### Consigne
Reprenez sous forme de liste le paragraphe de l'extrait qui commence par « Une doctrine nouvelle fut élaborée », en gardant ses faits principaux.

### Extrait
Sainte Anne Trinitaire > Ana Trina en Espagne

Après le Concile de Trente

Une doctrine nouvelle fut élaborée lors du Concile de Trente concernant le culte de sainte Anne. Francisco Pacheco, beau-père de Velazquez, fut chargé par l’Inquisition de veiller au respect par les artistes de ces directives. Il consacre ainsi un chapitre de son Arte de la Pintura à réfuter le triple mariage « que l’on trouve dans quelques vieilles gravures »29. Citant Pères de l’Eglise et théologiens, Pacheco démontre l’inanité de cette légende : lors de la conception de Marie, Anne était âgée de soixante sept ans et Joachim de soixante dix huit. « Qui peut croire que la mère de la Vierge, chaste, sage et sainte, se soit remariée une seconde, puis une troisième fois à un âge aussi avancé ? Pourquoi Joachim et le second époux seraient-ils morts aussi vite ? Comment imaginer qu’une vieille femme stérile ayant eu, miraculeusement, un enfant, comme les mères d’Isaac, de Samson et de Jean-Baptiste, puisse en concevoir d’autres ? »

### Données enregistrées
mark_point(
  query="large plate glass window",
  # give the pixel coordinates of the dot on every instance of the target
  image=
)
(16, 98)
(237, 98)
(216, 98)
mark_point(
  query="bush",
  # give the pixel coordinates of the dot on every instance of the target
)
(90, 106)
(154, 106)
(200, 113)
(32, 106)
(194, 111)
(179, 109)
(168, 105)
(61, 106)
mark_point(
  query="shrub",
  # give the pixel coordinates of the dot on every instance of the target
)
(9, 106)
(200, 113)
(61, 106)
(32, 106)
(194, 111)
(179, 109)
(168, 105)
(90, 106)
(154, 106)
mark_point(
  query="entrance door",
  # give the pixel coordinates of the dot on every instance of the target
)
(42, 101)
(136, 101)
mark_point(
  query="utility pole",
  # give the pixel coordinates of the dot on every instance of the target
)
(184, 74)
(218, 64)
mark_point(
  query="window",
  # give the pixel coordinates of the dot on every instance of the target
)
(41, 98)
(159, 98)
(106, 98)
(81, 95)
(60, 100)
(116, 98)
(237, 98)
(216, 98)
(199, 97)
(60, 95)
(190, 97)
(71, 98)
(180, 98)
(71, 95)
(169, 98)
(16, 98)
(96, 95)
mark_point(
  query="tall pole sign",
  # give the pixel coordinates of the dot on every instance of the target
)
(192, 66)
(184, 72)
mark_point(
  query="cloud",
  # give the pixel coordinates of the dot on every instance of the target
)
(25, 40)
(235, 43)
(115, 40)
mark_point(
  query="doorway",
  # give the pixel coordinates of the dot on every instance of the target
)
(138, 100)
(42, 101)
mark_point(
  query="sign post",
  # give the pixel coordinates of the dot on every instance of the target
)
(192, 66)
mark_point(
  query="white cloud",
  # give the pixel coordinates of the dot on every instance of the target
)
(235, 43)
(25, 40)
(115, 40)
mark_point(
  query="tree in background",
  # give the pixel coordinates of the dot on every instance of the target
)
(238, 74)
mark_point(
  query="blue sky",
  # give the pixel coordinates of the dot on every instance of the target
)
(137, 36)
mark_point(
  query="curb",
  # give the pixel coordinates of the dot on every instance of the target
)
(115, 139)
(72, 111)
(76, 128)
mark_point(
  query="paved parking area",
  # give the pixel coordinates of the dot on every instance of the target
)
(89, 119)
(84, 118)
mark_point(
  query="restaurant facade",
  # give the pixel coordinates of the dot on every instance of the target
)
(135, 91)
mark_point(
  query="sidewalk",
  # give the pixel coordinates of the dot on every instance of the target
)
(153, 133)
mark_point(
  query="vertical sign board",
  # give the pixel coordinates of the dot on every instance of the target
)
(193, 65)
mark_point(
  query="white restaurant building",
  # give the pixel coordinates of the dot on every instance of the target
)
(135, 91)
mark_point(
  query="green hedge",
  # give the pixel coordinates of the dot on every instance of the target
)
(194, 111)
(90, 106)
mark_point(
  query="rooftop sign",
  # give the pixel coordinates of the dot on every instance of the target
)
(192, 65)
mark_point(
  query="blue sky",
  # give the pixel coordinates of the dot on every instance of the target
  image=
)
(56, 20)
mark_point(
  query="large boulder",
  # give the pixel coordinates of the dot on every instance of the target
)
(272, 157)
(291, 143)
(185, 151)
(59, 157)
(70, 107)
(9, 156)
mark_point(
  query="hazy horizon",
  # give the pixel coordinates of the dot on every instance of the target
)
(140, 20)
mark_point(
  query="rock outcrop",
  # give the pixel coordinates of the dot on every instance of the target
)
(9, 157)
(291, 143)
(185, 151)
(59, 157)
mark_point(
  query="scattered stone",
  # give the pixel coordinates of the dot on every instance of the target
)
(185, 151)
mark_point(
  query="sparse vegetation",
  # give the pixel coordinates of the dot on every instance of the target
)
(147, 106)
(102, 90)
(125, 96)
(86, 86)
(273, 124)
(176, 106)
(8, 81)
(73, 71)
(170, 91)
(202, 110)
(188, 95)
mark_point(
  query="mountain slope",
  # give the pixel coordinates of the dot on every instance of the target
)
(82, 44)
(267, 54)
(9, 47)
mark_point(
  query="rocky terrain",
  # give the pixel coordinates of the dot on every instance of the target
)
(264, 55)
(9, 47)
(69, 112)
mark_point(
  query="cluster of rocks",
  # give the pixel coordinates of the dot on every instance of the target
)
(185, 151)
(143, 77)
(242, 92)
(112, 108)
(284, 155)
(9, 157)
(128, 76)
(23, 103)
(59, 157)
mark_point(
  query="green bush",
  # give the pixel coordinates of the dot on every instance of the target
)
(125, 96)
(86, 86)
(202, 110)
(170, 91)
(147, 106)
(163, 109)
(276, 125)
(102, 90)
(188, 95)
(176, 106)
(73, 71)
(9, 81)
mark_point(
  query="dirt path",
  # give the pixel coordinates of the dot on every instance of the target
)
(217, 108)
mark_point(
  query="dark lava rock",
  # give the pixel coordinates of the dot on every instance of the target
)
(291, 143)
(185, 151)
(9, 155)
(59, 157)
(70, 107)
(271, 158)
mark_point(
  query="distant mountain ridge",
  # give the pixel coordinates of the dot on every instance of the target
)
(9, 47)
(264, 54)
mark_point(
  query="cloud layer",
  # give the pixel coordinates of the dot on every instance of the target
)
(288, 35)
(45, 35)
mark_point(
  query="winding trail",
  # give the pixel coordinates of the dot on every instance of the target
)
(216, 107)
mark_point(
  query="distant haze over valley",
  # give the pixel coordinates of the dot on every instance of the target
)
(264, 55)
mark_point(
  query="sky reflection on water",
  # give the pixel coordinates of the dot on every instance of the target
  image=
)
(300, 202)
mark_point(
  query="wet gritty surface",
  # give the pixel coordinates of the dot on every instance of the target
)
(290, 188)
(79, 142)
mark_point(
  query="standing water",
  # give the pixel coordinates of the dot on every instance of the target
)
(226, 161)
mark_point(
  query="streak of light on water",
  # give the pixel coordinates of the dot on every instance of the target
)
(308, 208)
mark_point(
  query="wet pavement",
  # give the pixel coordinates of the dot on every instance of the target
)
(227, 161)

### Réponse rédigée
- Le Concile de Trente établit une nouvelle doctrine sur le culte de sainte Anne.
- L'Inquisition charge Francisco Pacheco, beau-père de Velazquez, de veiller à ce que les artistes respectent ces directives.
- Dans son Arte de la Pintura, Pacheco consacre un chapitre à réfuter le triple mariage d'Anne, que l'on trouve dans quelques vieilles gravures.
- En s'appuyant sur les Pères de l'Église et sur des théologiens, il montre que cette légende ne tient pas : à la conception de Marie, Anne avait soixante-sept ans et Joachim soixante-dix-huit.
- Il pose trois questions. Qui peut croire qu'une femme chaste, sage et sainte se soit remariée deux fois à un âge aussi avancé ? Pourquoi Joachim et le second époux seraient-ils morts si vite ? Comment une vieille femme stérile, qui a eu un enfant par miracle comme les mères d'Isaac, de Samson et de Jean-Baptiste, pourrait-elle en concevoir d'autres ?